(Object point labels)
···
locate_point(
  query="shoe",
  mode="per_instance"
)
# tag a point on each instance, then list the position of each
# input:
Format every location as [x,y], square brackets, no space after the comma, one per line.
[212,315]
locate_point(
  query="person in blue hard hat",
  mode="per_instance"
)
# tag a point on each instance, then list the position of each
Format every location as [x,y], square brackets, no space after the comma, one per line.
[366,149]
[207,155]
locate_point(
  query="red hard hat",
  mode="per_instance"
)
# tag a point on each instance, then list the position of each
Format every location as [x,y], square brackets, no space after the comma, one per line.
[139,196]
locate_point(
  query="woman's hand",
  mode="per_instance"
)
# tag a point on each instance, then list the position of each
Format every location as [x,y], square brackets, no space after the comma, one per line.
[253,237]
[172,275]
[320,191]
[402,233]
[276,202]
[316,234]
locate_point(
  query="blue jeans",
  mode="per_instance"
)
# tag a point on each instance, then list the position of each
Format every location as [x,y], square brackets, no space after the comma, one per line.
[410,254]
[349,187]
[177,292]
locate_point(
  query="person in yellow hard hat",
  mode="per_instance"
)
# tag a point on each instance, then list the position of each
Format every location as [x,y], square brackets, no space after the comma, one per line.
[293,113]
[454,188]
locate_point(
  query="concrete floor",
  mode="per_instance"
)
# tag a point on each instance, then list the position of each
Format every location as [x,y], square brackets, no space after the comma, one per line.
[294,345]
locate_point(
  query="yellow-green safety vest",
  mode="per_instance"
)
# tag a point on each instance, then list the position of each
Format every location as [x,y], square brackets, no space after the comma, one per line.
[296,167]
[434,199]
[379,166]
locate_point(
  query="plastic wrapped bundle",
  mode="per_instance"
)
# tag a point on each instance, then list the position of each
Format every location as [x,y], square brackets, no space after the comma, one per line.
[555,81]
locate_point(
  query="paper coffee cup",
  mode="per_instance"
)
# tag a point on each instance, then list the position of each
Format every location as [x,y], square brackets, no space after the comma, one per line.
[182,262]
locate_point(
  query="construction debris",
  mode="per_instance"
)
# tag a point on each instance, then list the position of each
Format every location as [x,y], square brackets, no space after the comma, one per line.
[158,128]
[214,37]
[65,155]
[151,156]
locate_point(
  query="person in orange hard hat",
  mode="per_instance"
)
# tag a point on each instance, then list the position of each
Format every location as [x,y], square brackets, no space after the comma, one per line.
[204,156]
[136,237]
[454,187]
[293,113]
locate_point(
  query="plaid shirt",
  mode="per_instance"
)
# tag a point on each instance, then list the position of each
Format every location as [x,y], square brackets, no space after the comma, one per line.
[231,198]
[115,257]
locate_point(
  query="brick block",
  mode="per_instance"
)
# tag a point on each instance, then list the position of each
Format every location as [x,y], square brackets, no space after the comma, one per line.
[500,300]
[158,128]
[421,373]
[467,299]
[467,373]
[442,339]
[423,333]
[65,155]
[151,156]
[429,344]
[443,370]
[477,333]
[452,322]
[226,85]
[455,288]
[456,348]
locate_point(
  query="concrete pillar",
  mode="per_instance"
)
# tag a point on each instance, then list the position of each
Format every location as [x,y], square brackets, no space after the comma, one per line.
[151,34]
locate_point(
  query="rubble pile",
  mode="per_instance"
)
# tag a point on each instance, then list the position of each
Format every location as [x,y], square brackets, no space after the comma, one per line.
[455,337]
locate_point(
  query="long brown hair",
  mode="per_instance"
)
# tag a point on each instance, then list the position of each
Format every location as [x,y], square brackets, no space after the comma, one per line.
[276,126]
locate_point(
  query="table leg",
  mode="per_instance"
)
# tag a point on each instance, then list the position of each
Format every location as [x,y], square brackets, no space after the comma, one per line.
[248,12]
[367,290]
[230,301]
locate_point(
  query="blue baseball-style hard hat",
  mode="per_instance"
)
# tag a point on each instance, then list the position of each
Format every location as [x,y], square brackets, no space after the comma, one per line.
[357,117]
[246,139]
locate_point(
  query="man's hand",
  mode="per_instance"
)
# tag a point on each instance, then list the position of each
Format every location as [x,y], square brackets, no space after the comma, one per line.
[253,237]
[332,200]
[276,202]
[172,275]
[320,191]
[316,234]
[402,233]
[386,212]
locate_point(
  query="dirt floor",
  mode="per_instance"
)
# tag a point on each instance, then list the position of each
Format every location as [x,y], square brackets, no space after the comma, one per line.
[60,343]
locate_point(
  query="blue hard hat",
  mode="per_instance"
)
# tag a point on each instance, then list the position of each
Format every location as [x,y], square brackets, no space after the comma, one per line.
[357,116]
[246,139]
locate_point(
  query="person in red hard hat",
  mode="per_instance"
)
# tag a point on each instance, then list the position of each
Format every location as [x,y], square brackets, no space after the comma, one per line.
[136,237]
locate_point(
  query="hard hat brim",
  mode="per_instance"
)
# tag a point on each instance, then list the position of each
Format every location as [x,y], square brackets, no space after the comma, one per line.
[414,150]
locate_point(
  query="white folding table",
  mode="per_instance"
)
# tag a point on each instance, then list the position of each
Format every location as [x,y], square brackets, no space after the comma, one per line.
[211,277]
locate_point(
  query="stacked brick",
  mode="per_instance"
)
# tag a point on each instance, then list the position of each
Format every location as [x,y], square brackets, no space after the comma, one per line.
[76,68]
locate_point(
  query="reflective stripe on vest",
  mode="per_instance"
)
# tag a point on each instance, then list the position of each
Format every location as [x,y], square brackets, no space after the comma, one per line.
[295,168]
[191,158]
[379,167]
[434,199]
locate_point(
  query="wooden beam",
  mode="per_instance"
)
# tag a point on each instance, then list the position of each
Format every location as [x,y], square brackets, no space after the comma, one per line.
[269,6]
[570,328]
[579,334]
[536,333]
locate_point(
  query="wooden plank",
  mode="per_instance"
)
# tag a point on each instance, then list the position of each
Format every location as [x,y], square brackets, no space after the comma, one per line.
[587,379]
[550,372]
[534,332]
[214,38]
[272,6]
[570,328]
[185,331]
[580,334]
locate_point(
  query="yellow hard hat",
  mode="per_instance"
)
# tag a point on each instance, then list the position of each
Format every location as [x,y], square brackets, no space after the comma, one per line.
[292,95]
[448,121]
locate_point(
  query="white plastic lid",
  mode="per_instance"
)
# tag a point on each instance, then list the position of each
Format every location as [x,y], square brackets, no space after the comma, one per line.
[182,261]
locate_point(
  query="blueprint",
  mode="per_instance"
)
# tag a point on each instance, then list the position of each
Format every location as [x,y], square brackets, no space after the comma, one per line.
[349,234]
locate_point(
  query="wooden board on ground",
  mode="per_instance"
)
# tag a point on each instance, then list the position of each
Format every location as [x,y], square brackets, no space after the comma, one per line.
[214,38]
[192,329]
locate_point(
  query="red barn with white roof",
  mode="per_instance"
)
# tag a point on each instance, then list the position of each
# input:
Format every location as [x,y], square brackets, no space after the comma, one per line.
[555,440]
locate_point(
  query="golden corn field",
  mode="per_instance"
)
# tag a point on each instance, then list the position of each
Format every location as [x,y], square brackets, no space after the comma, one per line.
···
**Stated exercise**
Reproduce the data shown above exactly.

**Task solution**
locate_point(
  query="shoe",
  mode="per_instance"
)
# tag a point on each instance, then list the position of each
# input:
Format every location as [x,y], square brackets, no space after the comma, one per line.
[212,315]
locate_point(
  query="person in blue hard hat",
  mode="per_instance"
)
# tag a point on each instance, then list the position of each
Format every location as [x,y], square brackets, no space after the comma, one per line.
[366,149]
[207,155]
locate_point(
  query="red hard hat",
  mode="per_instance"
)
# tag a point on each instance, then list the position of each
Format every location as [x,y], square brackets, no space after the comma, one per line.
[139,196]
locate_point(
  query="woman's hand",
  mode="per_instance"
)
# tag a point on each instance, then list the position of each
Format every location as [x,y], square brackets, no space after the comma, one per line.
[253,237]
[172,275]
[320,191]
[402,233]
[276,202]
[316,234]
locate_point(
  query="blue jeans",
  mode="per_instance"
)
# tag a point on each instance, then list the position of each
Format every location as [x,y], square brackets, no space after the comma, one per line.
[410,254]
[349,187]
[177,292]
locate_point(
  query="person in yellow hard hat",
  mode="per_instance"
)
# tag a point on each instance, then list the position of each
Format every location as [x,y], square brackets, no space after the comma, one per line.
[293,113]
[454,188]
locate_point(
  query="concrete floor",
  mode="per_instance"
)
# tag a point on each instance, then list the position of each
Format every location as [x,y], square brackets, no space after the comma, one per line.
[294,345]
locate_point(
  query="yellow-green safety vest",
  mode="per_instance"
)
# tag a point on each instance, then list the position of each
Format every location as [x,y], square brackets, no space after the comma, one per line.
[296,167]
[434,199]
[379,166]
locate_point(
  query="plastic wrapped bundle",
  mode="per_instance"
)
# tag a point on each instance, then list the position of each
Format every location as [x,y], square brackets, no space after the comma, one per line.
[555,81]
locate_point(
  query="paper coffee cup",
  mode="per_instance"
)
# tag a point on each instance, then list the position of each
Format every location as [x,y], square brackets, no space after the comma, one per line.
[182,262]
locate_point(
  query="construction debris",
  mode="per_instance"
)
# tag a point on each instance, then list the position of each
Format every location as [x,y], square brackets, no space after the comma, one per line.
[158,128]
[214,37]
[65,155]
[151,156]
locate_point(
  query="person in orange hard hat",
  mode="per_instance"
)
# tag a point on each instance, then list the position of each
Format every location as [x,y], square brackets, no space after the comma, one per line.
[204,156]
[136,237]
[454,187]
[293,113]
locate_point(
  query="plaid shirt",
  mode="per_instance"
)
# tag a point on each instance, then list the position of each
Format every location as [x,y], square brackets, no space after the comma, one per line.
[231,198]
[115,257]
locate_point(
  query="brick block",
  mode="per_instance"
)
# tag a point on each instance, then list the position of each
Format every location as [x,y], square brackets, no space after the comma, one per line.
[500,300]
[158,128]
[421,373]
[467,299]
[467,373]
[442,339]
[423,333]
[65,155]
[151,156]
[429,344]
[443,370]
[477,333]
[452,322]
[226,85]
[455,288]
[456,348]
locate_point(
  query="concrete pillar",
  mode="per_instance"
)
# tag a point on each instance, then list the position of each
Format every location as [x,y], square brackets, no space after the comma, one per line.
[151,34]
locate_point(
  query="rubble pile",
  mode="per_instance"
)
# tag a point on each instance, then list the position of each
Format every location as [x,y], square brackets, no space after the comma, one per line.
[455,337]
locate_point(
  query="long brown hair",
  mode="per_instance"
)
# tag a point on each instance, then list the position of each
Format every location as [x,y], square brackets, no space after the comma, one per line.
[276,126]
locate_point(
  query="table leg",
  mode="per_instance"
)
# tag a point on each instance, then list the position of each
Format every location as [x,y], square brackets, no space after the comma, one per line.
[248,12]
[367,290]
[230,301]
locate_point(
  query="blue baseball-style hard hat",
  mode="per_instance"
)
# tag a point on each instance, then list the position of each
Format every location as [x,y], square brackets, no space after the comma, one per line.
[357,117]
[246,139]
locate_point(
  query="man's hand",
  mode="per_instance"
)
# tag a point on each instance, then list the position of each
Format every location as [x,y], square brackets, no space after the comma, one per line.
[253,237]
[332,200]
[276,202]
[172,275]
[320,191]
[316,234]
[402,233]
[386,212]
locate_point(
  query="dirt floor",
  mode="per_instance"
)
# tag a point on each instance, then list the position of each
Format every location as [x,y], square brackets, no space after the comma, one per line.
[60,343]
locate_point(
  query="blue hard hat",
  mode="per_instance"
)
# tag a point on each instance, then list the position of each
Format every location as [x,y], square brackets, no space after the comma, one per line.
[357,116]
[246,139]
locate_point(
  query="person in red hard hat",
  mode="per_instance"
)
# tag a point on each instance, then list the position of each
Format every location as [x,y], square brackets, no space after the comma, one per line.
[136,237]
locate_point(
  query="hard hat brim",
  mode="per_instance"
)
# tag a point on each instance, then list the position of each
Format every location as [x,y], square brackets, no space after the comma, one per line.
[414,150]
locate_point(
  query="white folding table",
  mode="per_instance"
)
# tag a point on each instance, then list the position of each
Format every location as [x,y], square brackets, no space after the comma, one per line.
[211,277]
locate_point(
  query="stacked brick",
  mode="per_instance"
)
# tag a point on each instance, then list the position of each
Format every location as [x,y], square brackets, no space after the comma, one per line.
[76,68]
locate_point(
  query="reflective stripe on vest",
  mode="per_instance"
)
# tag a point on each instance, then list the position of each
Format every location as [x,y], square brackets, no space after the comma, one per line.
[295,168]
[191,158]
[379,167]
[434,199]
locate_point(
  query="wooden beam",
  mode="per_instance"
)
# tag a point on each instance, then list the position of each
Format every location as [x,y], square brackets, no space after the comma, one per line.
[269,6]
[570,328]
[579,334]
[536,333]
locate_point(
  query="wooden plank",
  mode="per_instance"
)
# tag a point on each instance, then list the position of each
Format every location as [x,y], square brackets, no space after the comma, one per line.
[587,379]
[550,372]
[534,332]
[214,38]
[272,6]
[570,328]
[185,331]
[580,334]
locate_point(
  query="yellow hard hat",
  mode="per_instance"
)
# tag a point on each instance, then list the position of each
Format every location as [x,y], square brackets, no space after the comma, one per line.
[292,95]
[448,121]
locate_point(
  query="white plastic lid",
  mode="per_instance"
)
# tag a point on each instance, then list the position of each
Format every location as [x,y], square brackets, no space after the comma, one per line.
[182,261]
locate_point(
  query="blueprint",
  mode="per_instance"
)
# tag a point on each instance, then list the position of each
Format every location as [x,y], square brackets, no space after the comma, one per line.
[349,234]
locate_point(
  query="wooden board on ground",
  mode="per_instance"
)
# tag a point on each instance, then list the position of each
Format every location as [x,y], square brackets, no space after the comma, one per line.
[214,38]
[192,329]
locate_point(
  query="red barn with white roof",
  mode="per_instance"
)
# tag a point on each instance, then list the position of each
# input:
Format every location as [x,y], square brackets, no space after the comma, one per line.
[555,440]
locate_point(
  query="golden corn field",
  mode="per_instance"
)
# tag a point on each instance, then list the position of each
Format every location as [x,y], square brackets, no space after the comma, one per line.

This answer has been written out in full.